▶ AUFGABENSTELLUNG 1: Was gibt es laut dem ersten Beitrag im Forumsauszug über Protektoren nicht?
▶ AUFGABENSTELLUNG 2: Gib den Teil des Forumsauszugs über Protektoren wortgetreu wieder, der mit den Worten „http://www.blisscamp.com/de/bliss/s2lab-de/“ beginnt und mit „nur meine Vermutung...“ endet.

▶ AUSZUG:
_ _ _ _
Interessant. Mein Gedanke war dass ein Protektor die Fläche von einem punktuellen Impact gleichmäßig auf eine größere Fläche verteilt, sodass die Knochen nicht so stark belastet werden.

Siehe dazu die 2 kurzen Videos von Bliss Protectios weiter unten bei "Don't miss this":

http://www.blisscamp.com/de/bliss/s2lab-de/

Alles nur Marketing? Klar, 100 % Schutz gibt es nicht.


----------



## malmo (19. August 2014)

Ich denke mal, bis zu einem gewissen Maße wird das schon funktionieren, was in dem Video demonstriert wird. Aber die "Aufprallfläche" in dem Video ist ja minimal. Wenn du jetzt auf die komplette Schulter fliegst, dann brauchst du ja ein vielfaches an Material, dass die Kräfte abgeleitet werden...Denke nicht, dass es ganz so einfach ist.
Aber alles nur meine Vermutung...


----------



## Achtzig (19. August 2014)
_ _ _ _
▶ DATENINHALT:
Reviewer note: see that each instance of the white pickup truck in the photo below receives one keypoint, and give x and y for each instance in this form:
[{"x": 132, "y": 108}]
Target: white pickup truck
_ _ _ _
▶ ERGEBNIS 1: 100 % Schutz

▶ ERGEBNIS 2:
http://www.blisscamp.com/de/bliss/s2lab-de/

Alles nur Marketing? Klar, 100 % Schutz gibt es nicht.


----------



## malmo (19. August 2014)

Ich denke mal, bis zu einem gewissen Maße wird das schon funktionieren, was in dem Video demonstriert wird. Aber die "Aufprallfläche" in dem Video ist ja minimal. Wenn du jetzt auf die komplette Schulter fliegst, dann brauchst du ja ein vielfaches an Material, dass die Kräfte abgeleitet werden...Denke nicht, dass es ganz so einfach ist.
Aber alles nur meine Vermutung...